[Items from a dataset]

----

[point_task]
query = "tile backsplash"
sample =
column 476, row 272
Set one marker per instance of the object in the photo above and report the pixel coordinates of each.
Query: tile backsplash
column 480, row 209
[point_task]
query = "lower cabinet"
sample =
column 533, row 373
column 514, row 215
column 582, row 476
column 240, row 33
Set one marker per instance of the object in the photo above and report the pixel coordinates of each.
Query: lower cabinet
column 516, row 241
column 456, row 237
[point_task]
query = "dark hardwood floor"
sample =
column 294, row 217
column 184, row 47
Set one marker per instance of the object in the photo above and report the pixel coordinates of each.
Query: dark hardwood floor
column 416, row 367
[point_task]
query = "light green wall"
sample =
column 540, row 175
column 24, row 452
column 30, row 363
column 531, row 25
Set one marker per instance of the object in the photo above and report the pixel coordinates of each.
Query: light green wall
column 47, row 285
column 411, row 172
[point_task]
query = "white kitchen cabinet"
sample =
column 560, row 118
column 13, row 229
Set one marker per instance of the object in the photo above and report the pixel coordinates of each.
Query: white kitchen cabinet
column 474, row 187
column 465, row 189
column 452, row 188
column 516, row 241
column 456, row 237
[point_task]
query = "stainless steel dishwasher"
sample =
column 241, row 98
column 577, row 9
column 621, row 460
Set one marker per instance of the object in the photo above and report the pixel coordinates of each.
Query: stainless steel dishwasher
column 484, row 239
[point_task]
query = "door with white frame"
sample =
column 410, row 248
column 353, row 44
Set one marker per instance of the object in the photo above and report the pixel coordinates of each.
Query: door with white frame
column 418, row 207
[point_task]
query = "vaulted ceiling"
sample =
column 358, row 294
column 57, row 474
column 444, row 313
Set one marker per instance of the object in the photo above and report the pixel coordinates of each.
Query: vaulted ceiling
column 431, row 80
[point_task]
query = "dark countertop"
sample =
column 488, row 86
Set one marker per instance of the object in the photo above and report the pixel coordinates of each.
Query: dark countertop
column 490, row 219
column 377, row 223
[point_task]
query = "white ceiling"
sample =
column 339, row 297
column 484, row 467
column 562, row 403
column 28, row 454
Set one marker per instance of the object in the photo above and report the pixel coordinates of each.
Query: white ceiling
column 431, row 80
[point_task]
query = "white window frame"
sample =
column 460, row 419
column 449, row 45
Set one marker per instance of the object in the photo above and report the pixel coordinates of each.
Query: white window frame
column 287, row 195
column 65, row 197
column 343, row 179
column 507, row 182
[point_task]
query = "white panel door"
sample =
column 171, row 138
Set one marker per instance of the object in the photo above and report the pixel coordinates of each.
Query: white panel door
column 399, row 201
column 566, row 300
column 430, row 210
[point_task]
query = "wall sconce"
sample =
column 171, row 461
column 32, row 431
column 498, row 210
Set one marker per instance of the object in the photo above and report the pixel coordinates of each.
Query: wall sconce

----

**Description of the task:**
From the material above, pull out every line that contains the word "ceiling". Matching is case-sensitive.

**Full output:**
query = "vaulted ceiling"
Query: vaulted ceiling
query = "white ceiling"
Query: white ceiling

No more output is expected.